Rewrite the material below as a numbered list, beginning at the line that contains "Locate the eye" and stopping after the line that contains "x=1064 y=509". Leave out any blank lines.
Start Material for this exercise
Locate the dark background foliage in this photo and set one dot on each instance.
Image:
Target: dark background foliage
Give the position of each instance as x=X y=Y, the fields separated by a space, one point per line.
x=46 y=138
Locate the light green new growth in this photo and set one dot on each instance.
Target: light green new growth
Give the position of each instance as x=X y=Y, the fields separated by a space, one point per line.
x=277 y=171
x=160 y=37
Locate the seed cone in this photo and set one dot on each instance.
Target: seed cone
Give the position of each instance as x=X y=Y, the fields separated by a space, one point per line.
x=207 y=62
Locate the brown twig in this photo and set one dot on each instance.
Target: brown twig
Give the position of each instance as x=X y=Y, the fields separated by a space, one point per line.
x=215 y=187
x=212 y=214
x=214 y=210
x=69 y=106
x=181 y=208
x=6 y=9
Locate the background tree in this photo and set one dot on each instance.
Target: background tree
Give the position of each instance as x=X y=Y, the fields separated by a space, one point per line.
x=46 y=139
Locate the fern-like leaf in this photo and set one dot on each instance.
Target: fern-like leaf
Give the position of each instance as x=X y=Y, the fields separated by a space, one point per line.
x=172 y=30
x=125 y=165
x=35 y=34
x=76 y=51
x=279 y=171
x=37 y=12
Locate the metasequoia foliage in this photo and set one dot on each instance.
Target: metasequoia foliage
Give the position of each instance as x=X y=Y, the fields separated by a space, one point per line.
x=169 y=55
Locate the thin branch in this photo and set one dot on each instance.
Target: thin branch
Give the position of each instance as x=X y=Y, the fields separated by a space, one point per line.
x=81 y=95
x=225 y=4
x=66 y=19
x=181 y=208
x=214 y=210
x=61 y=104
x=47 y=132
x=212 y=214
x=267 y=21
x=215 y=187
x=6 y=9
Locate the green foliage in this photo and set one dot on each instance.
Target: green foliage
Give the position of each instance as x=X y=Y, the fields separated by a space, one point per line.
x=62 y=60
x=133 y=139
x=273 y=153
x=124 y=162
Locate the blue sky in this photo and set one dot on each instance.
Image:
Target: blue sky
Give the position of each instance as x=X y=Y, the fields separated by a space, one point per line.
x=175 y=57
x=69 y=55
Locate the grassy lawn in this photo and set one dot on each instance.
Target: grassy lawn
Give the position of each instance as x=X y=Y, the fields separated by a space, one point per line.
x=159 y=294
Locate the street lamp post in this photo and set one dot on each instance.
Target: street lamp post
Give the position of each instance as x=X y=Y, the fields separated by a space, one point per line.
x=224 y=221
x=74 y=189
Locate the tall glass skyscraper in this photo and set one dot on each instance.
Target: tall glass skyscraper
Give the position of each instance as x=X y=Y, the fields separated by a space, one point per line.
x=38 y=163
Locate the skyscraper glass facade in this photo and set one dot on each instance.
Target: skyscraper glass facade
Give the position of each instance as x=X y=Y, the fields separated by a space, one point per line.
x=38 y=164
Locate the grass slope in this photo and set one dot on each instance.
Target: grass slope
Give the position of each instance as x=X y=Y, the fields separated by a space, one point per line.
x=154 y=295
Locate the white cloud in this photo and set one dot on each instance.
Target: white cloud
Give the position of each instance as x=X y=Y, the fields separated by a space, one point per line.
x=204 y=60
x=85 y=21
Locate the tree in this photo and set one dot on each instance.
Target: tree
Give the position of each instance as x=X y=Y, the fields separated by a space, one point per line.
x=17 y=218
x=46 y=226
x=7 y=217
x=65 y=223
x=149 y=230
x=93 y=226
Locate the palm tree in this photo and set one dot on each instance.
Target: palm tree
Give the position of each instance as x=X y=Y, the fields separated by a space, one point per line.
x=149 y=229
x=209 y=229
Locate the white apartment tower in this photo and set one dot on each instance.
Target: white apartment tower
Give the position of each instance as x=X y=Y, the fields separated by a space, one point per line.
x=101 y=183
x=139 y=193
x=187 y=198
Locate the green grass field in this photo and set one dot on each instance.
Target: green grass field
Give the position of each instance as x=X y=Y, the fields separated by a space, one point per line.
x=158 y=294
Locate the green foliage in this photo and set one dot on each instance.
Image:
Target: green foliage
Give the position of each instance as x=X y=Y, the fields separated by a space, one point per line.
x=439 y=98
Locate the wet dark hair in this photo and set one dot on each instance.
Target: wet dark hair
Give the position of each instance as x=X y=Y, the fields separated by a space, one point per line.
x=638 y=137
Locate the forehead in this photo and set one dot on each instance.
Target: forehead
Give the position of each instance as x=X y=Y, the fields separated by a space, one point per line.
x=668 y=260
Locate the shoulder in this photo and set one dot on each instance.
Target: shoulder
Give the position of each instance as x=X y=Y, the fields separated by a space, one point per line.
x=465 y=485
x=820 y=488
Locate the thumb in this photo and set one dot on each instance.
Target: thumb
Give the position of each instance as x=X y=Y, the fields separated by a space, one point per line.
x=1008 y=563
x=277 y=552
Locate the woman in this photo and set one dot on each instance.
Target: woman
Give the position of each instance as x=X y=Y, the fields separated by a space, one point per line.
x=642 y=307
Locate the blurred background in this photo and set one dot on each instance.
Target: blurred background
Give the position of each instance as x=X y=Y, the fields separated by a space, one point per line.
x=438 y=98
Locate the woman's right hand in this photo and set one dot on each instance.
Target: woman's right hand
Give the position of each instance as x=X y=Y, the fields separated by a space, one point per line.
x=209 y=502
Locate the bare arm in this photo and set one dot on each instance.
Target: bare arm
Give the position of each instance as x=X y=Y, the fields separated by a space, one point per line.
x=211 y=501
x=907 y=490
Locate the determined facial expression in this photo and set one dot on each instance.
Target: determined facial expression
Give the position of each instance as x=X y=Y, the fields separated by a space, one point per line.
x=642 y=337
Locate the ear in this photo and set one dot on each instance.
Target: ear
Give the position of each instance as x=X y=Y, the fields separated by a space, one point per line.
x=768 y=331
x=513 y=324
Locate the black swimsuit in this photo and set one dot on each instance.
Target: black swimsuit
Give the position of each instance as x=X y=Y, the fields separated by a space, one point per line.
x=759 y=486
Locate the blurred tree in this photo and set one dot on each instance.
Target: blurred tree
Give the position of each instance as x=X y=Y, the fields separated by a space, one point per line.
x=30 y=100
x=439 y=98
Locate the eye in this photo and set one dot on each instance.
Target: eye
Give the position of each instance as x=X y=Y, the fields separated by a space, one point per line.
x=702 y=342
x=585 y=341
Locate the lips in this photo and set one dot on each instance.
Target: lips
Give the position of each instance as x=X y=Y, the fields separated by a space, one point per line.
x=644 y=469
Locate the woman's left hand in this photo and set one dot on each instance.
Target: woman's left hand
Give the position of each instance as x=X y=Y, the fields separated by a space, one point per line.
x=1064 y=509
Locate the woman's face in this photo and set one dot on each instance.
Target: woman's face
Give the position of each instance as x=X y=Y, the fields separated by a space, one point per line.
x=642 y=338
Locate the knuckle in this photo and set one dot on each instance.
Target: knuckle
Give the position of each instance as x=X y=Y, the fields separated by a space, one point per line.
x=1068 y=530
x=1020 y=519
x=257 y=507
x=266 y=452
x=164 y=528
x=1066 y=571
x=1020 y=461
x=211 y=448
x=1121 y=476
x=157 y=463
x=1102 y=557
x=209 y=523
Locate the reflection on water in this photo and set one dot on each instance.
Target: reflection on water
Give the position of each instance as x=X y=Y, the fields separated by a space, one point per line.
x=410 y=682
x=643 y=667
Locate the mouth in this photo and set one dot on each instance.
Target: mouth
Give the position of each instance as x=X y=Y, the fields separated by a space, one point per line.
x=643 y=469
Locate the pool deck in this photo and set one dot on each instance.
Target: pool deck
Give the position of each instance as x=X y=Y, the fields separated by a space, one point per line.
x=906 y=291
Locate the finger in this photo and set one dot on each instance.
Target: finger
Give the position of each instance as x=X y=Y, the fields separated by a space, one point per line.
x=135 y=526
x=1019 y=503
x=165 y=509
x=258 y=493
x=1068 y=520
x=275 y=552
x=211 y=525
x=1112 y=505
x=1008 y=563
End Material for this exercise
=== Output for this exercise ===
1. Locate the eye in this photo and set one dot on each instance.
2. Target: eye
3. Give the position of each instance as x=X y=Y, the fields separated by a space, one point per line.
4. x=702 y=342
5. x=585 y=341
6. Locate the lips in this photo and set one dot on each instance.
7. Target: lips
8. Give the position of each instance as x=X y=Y, the fields separated by a space, one point per line.
9. x=644 y=469
10. Locate the woman's left hand in this photo and set one dot on each instance.
11. Target: woman's left hand
12. Give the position of each instance as x=X y=Y, the fields separated by a space, one point per line.
13. x=1064 y=509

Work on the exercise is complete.